# Aim of the exercise
In the source passage, what counted as a re-match when the diff compared a source file with a user-supplied modified source?

# Source passage

◆ ◆ ◆

The original example used the 'in' operator, which is effectively a
set operation anyway. As written, it would count all duplicates in the
source headers but only count one in the target. I'm guessing that the
context mandates no duplicates (say, if they're dictionary keys or
something - let's assume float("nan") is not a key).

> Using sets as above is O(n), while the sorting version is O(nlogn) usually.
> O(n) is better than O(nlogn).
>
> And of course, the version based on sorting assumes order doesn't matter.

If order and duplicates matter, then you want a completely different
diff. I wrote one a while back, but not in Python. The algorithm went
something like this:

* Start with pointers to beginnings of both lists.
* See if current string is identical in each list; if so, increment
pointers and iterate.
* Once a difference is found, try to find a re-match by incrementing
pointer #1 until the two match. If the end of the first list is
reached, emit current line of #2 as a deletion and point pointer #1 to
just after where it started.
* On finding a re-match, emit all list #1 lines from first difference
to rematch as insertions.

(Since that was for comparing a source file with a user-supplied
modified source - a sort of diff/patch - a re-match was defined by N
consecutive matching lines, but in this, a re-match can simply be two
identical strings.)

But for the situation given, I'm assuming that a simpler solution suffices.

Chris Angelico

◆ ◆ ◆

# Source data
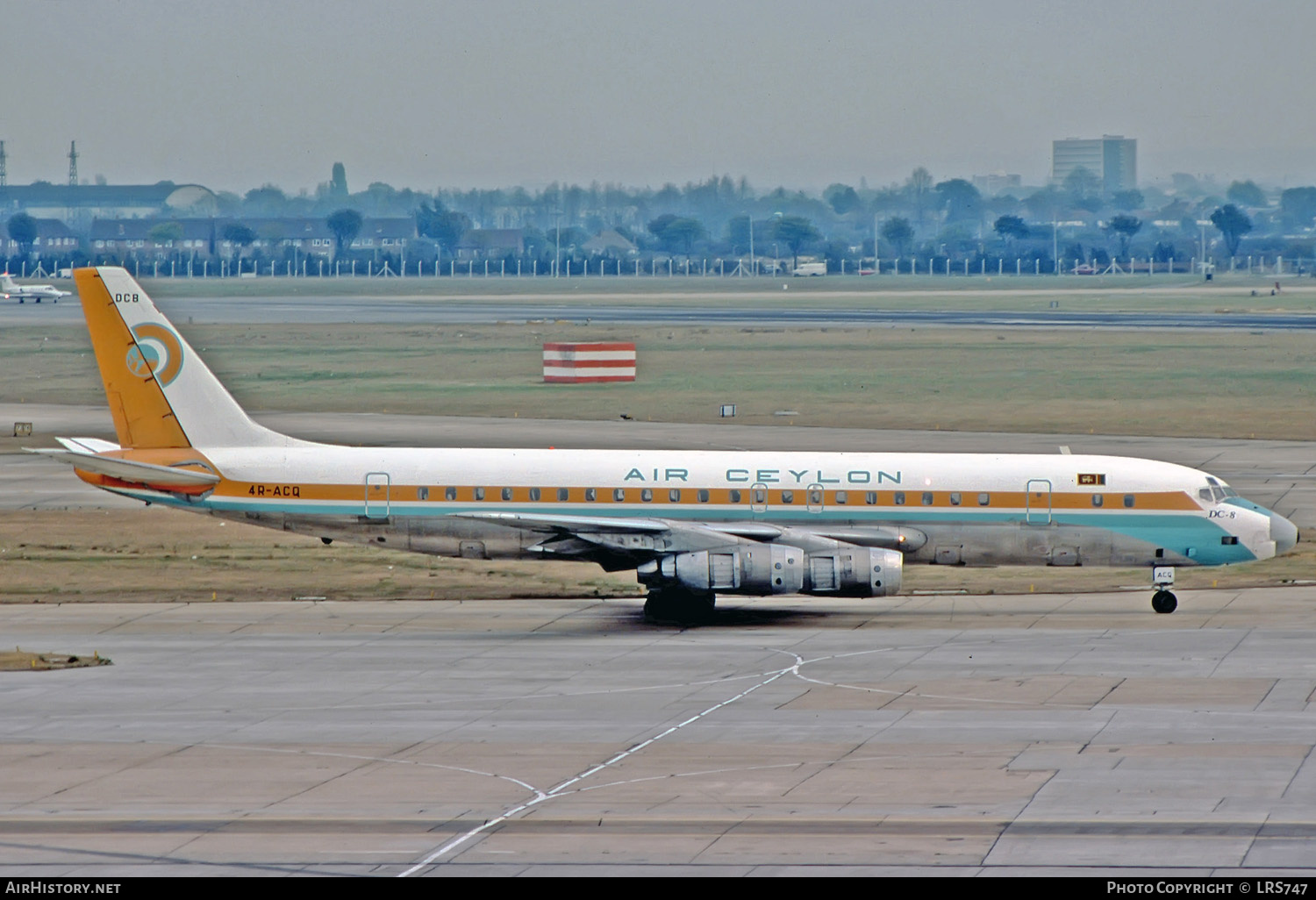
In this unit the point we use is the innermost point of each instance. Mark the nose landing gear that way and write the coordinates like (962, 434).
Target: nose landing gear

◆ ◆ ◆

# The answer
N consecutive matching lines.